Extract provided Block Start

The key takeaway is to always compare the price of your favorite cryptocurrency against the price of another cryptocurrency which is part of the same sector.
Big market ‘travel’ days
The big market travel day is a type of volatility pattern in which the price moves up and down a lot, all within a single trading day. These volatile trading days signal that the market is near a turning point. However, they don’t reveal who won the battle between bulls and bears. The trading signals only warn market participants of an imminent change in the trend direction, but it doesn’t tell in which direction.
For example, if the Bitcoin price drops $5,000, rallies $5,000, and then falls to close down $8,000, we’re potentially dealing with a big market “travel” day. During this type of market scenario, the most likely outcome is that sellers are getting washed out.
Intraday reversal
Other trading signals that your cryptocurrency is ready to hit bottom are intraday reversals. These occur rather quickly and are easily identified. On the price chart, intraday bullish reversals occur after the market dips and, unexpectedly, buyers take control of the market to the point that they are able to turn a big losing day into a positive day — even if that’s a small gain.
*Note: On the daily time frame, this type of intraday reversal will resemble a Pin Bar pattern.

Extract provided Block End

Requirement:
Please copy the passage on cryptocurrency trading signals word for word, starting at "For example, if" and ending at "a small gain.".

Data provided Block Start

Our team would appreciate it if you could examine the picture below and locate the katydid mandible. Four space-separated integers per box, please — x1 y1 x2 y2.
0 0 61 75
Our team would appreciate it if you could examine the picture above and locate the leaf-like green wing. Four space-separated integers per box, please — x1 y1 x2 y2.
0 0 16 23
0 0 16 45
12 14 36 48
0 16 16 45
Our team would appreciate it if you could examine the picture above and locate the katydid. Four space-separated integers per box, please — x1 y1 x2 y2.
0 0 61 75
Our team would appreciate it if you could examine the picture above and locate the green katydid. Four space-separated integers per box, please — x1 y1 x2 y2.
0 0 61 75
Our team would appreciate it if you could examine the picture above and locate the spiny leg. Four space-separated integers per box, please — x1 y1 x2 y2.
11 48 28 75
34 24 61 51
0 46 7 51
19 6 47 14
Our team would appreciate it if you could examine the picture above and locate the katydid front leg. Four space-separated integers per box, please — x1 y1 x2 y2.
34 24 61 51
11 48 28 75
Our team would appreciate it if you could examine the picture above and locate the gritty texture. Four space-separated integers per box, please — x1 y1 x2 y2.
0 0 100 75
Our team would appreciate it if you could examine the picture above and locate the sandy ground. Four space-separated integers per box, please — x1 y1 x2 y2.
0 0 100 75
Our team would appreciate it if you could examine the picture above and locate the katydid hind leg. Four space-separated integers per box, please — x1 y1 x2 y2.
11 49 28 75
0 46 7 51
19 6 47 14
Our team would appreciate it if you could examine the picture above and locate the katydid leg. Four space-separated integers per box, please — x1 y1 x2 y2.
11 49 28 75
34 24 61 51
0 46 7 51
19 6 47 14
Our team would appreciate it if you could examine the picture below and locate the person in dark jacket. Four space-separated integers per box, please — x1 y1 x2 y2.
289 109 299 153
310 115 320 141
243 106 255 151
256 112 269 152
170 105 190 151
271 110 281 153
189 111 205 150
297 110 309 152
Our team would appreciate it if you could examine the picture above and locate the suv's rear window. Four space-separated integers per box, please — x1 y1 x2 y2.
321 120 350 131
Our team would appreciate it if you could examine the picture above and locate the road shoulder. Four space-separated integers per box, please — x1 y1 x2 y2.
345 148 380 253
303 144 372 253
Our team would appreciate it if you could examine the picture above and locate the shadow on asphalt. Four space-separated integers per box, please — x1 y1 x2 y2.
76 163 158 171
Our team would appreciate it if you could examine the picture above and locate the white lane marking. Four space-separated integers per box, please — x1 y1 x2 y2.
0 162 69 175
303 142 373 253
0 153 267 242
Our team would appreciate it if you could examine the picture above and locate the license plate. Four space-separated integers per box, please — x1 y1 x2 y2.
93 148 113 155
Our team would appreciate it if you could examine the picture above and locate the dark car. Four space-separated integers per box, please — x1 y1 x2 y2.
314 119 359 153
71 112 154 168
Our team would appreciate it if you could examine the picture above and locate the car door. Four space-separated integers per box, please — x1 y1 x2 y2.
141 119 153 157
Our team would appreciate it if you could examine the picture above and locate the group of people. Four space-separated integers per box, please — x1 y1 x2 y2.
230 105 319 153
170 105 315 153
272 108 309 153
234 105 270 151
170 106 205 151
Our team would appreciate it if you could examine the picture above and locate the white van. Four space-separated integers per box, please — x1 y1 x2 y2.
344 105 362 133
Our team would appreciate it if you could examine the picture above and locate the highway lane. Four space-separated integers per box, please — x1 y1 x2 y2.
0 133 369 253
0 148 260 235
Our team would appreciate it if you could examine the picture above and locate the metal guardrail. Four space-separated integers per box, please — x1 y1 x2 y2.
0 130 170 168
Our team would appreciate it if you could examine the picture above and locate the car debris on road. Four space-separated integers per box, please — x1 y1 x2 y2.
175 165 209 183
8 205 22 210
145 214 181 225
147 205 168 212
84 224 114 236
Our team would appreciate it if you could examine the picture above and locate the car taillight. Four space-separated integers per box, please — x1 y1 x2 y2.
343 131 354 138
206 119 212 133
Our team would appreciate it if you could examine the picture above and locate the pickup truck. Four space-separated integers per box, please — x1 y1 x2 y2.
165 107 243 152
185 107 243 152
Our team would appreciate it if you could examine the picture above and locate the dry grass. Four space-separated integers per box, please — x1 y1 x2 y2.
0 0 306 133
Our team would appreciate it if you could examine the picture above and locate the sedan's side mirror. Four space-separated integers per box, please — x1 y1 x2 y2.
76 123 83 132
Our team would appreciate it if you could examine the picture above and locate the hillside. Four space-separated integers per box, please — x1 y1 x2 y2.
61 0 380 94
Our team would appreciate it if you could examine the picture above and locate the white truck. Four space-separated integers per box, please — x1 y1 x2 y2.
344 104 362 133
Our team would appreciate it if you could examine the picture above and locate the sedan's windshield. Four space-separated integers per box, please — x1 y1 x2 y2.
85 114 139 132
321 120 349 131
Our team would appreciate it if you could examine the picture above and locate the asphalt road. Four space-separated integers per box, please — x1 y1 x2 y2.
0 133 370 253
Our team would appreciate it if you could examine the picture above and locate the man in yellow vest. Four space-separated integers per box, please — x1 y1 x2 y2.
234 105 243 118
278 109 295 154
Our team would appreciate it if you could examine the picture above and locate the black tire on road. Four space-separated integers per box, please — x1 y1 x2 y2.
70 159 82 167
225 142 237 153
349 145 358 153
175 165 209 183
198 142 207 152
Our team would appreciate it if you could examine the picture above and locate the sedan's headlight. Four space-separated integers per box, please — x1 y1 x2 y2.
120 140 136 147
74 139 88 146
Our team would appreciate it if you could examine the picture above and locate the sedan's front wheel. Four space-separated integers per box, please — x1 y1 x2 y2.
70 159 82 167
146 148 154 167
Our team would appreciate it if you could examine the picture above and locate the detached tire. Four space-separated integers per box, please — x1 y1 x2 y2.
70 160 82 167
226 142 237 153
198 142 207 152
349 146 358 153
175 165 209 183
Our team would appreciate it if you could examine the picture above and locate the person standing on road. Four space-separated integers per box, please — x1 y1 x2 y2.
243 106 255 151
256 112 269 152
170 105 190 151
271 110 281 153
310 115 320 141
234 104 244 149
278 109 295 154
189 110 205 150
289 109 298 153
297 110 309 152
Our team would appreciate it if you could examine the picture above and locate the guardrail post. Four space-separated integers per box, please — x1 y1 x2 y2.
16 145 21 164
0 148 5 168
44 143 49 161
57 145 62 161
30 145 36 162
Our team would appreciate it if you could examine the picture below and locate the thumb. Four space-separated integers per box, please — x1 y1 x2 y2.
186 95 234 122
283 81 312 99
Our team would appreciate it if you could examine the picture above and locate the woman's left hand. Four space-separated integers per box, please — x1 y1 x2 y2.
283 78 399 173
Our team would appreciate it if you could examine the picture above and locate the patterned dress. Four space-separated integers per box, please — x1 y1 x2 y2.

Data provided Block End

Answer box:
For example, if the Bitcoin price drops $5,000, rallies $5,000, and then falls to close down $8,000, we’re potentially dealing with a big market “travel” day. During this type of market scenario, the most likely outcome is that sellers are getting washed out.
Intraday reversal
Other trading signals that your cryptocurrency is ready to hit bottom are intraday reversals. These occur rather quickly and are easily identified. On the price chart, intraday bullish reversals occur after the market dips and, unexpectedly, buyers take control of the market to the point that they are able to turn a big losing day into a positive day — even if that’s a small gain.